» **Passage provided**
· · · · · · ·
Self-Published Spotlight: Drew Morrison’s BROKENLAND

Welcome to Self-Published Spotlight, a regular interview column where I will be highlighting self-published comics and the creators and small print publishers who make them.

I follow a lot of indie artists and books, but I had not had the pleasure of experiencing Drew Morrison’s cartooning until Monkeys Fighting Robots editor Anthony ‘Ace’ Composto showed me some images and asked if I wanted to interview Drew. Upon laying eyes on those BROKENLAND images, I could not say YES fast enough! So check out my chat with Drew and then dive into BROKENLAND! You can actually check out a preview of the first issue here. And support the Kickstarter for issue four here.

Monkeys Fighting Robots: Drew, thanks for taking the time! Can you tell us a bit about yourself? What’s your comic book secret origin? How did you get into these funny books?
· · · · · · ·
» **Supplied information**
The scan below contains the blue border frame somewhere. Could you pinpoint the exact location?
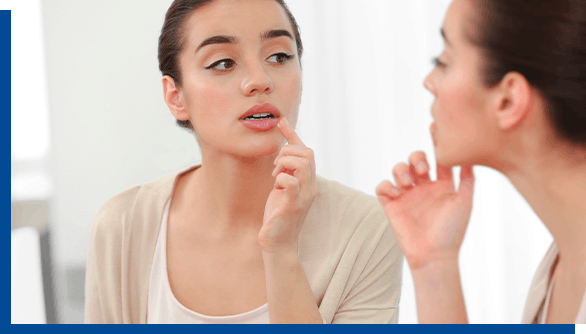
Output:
[0,10,11,323]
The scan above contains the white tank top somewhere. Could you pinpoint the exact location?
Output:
[147,200,270,324]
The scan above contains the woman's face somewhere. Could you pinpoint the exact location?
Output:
[175,0,301,157]
[424,0,498,166]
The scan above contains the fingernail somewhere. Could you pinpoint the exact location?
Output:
[417,161,427,174]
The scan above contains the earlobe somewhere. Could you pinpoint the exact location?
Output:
[497,72,531,130]
[163,75,189,121]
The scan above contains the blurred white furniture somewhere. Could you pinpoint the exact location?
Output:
[10,227,47,324]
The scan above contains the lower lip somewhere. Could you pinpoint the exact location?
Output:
[429,123,437,146]
[240,118,279,132]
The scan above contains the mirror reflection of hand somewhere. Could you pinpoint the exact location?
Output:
[376,152,474,270]
[258,118,318,254]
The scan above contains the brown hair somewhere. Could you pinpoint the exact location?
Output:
[468,0,586,146]
[159,0,303,130]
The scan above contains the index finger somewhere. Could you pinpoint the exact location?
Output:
[279,117,305,146]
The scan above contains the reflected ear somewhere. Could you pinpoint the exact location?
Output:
[163,75,189,121]
[496,72,531,130]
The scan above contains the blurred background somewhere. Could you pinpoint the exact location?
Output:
[11,0,552,323]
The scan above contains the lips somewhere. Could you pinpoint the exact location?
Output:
[240,103,281,120]
[240,103,281,132]
[429,122,437,146]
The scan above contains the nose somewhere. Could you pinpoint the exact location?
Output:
[241,64,273,96]
[423,71,436,95]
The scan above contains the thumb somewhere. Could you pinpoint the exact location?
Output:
[458,166,475,203]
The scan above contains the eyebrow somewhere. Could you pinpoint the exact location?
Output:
[195,36,238,53]
[195,29,295,53]
[440,28,452,46]
[260,29,295,42]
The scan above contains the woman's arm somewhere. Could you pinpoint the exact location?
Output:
[259,119,323,324]
[377,152,474,323]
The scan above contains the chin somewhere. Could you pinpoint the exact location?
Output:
[237,141,283,158]
[435,146,470,167]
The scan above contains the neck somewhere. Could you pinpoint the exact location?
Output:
[498,146,586,268]
[185,149,277,227]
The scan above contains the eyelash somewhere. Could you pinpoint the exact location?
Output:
[431,57,446,68]
[205,52,295,71]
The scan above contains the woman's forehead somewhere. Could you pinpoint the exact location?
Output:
[185,0,293,43]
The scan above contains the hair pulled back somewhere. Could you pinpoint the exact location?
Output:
[159,0,303,129]
[468,0,586,146]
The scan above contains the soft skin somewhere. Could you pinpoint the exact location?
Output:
[163,0,322,323]
[376,0,586,323]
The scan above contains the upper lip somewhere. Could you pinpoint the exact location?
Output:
[240,103,281,119]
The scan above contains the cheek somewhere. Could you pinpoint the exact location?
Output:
[275,72,302,125]
[186,82,231,123]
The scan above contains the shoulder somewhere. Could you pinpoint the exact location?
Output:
[300,177,392,251]
[92,173,179,244]
[312,177,389,228]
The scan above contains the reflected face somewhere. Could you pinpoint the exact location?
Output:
[180,0,301,157]
[424,0,498,166]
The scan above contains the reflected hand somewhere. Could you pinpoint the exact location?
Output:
[258,119,318,254]
[376,152,474,270]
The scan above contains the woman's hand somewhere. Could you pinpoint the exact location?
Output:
[258,118,318,254]
[376,152,474,271]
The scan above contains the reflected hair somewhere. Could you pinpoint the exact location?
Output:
[467,0,586,147]
[158,0,303,130]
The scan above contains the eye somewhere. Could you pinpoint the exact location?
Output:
[431,57,447,68]
[206,58,236,71]
[267,52,295,64]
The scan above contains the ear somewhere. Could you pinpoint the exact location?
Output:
[496,72,531,130]
[163,75,189,121]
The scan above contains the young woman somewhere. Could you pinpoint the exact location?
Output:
[377,0,586,323]
[86,0,402,323]
[377,0,586,323]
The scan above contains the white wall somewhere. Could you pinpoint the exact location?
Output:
[43,0,198,266]
[43,0,551,323]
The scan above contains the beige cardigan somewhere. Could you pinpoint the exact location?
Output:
[522,242,586,324]
[85,167,403,324]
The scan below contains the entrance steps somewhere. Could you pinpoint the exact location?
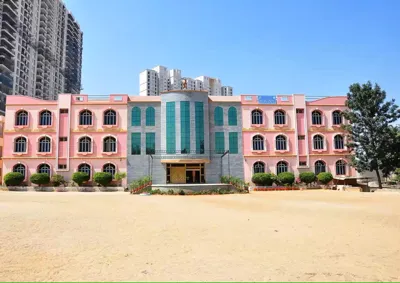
· · · · · · ·
» **To be done**
**1.** In the Brokenland interview, rewrite the passage from "Self-Published Spotlight: Drew" to "issue four here." so that "Kickstarter" becomes "crowdfunding campaign".
**2.** Please copy from the listing, without any change, everything from the line with "The scan above contains the hair" to the line with "[267,52,295,64]".
The Brokenland interview and the listing have nothing to do with each other.

» **Answers per task**
**1.**
Self-Published Spotlight: Drew Morrison’s BROKENLAND

Welcome to Self-Published Spotlight, a regular interview column where I will be highlighting self-published comics and the creators and small print publishers who make them.

I follow a lot of indie artists and books, but I had not had the pleasure of experiencing Drew Morrison’s cartooning until Monkeys Fighting Robots editor Anthony ‘Ace’ Composto showed me some images and asked if I wanted to interview Drew. Upon laying eyes on those BROKENLAND images, I could not say YES fast enough! So check out my chat with Drew and then dive into BROKENLAND! You can actually check out a preview of the first issue here. And support the crowdfunding campaign for issue four here.

**2.**
The scan above contains the hair pulled back somewhere. Could you pinpoint the exact location?
Output:
[159,0,303,129]
[468,0,586,146]
The scan above contains the soft skin somewhere. Could you pinpoint the exact location?
Output:
[163,0,322,323]
[376,0,586,323]
The scan above contains the upper lip somewhere. Could you pinpoint the exact location?
Output:
[240,103,281,119]
The scan above contains the cheek somewhere. Could you pinpoint the exact location?
Output:
[275,72,302,125]
[186,82,231,123]
The scan above contains the shoulder somewhere. Could you pinpoint the exact location?
Output:
[300,177,392,251]
[92,173,179,244]
[312,177,389,228]
The scan above contains the reflected face somewhere. Could you pinpoint the exact location?
Output:
[180,0,301,157]
[424,0,498,166]
The scan above contains the reflected hand somewhere. Could you pinpoint the exact location?
Output:
[258,119,318,254]
[376,152,474,270]
The scan above contains the woman's hand somewhere. Could you pinpoint the exact location?
Output:
[258,118,318,254]
[376,152,474,271]
The scan above contains the reflected hair somewhere. Could you pinpoint the exact location?
Output:
[467,0,586,147]
[158,0,303,130]
The scan above contains the eye somewhere. Could you pinpoint the exact location?
Output:
[431,57,447,68]
[206,58,236,71]
[267,52,295,64]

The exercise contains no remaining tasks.